Stated task: Copy out every line in the entries below that contains the word "Target".

Input records:
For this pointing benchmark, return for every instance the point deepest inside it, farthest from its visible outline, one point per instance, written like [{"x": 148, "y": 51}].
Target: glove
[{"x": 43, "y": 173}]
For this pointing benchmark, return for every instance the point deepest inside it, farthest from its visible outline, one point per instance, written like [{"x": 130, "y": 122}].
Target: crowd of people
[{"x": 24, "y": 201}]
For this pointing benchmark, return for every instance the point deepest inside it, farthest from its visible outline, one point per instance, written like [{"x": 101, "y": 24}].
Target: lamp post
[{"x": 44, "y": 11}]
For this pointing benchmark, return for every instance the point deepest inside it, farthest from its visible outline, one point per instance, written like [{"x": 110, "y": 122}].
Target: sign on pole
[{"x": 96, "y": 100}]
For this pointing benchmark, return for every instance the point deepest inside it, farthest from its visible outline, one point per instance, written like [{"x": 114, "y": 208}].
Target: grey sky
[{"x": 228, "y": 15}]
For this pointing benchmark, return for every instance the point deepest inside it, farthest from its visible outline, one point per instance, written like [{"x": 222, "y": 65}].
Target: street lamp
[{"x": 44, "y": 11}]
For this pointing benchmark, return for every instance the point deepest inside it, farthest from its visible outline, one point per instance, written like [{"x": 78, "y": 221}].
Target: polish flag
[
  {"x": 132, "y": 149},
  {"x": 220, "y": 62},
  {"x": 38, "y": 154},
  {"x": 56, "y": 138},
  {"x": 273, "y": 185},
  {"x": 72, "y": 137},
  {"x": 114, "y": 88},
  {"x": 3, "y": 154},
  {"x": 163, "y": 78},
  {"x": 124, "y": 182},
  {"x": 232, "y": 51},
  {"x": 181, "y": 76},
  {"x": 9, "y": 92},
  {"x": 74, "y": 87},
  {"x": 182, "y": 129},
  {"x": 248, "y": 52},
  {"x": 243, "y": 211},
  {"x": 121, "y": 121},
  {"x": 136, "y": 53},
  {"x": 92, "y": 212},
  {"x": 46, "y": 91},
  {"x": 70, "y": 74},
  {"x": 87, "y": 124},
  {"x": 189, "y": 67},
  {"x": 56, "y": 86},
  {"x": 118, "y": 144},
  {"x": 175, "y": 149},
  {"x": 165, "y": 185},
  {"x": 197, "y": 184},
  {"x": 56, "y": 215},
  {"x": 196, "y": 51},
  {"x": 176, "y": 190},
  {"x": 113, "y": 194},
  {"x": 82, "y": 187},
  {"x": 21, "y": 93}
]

Response to this task:
Target: glove
Target: crowd of people
Target: lamp post
Target: sign on pole
Target: grey sky
Target: street lamp
Target: polish flag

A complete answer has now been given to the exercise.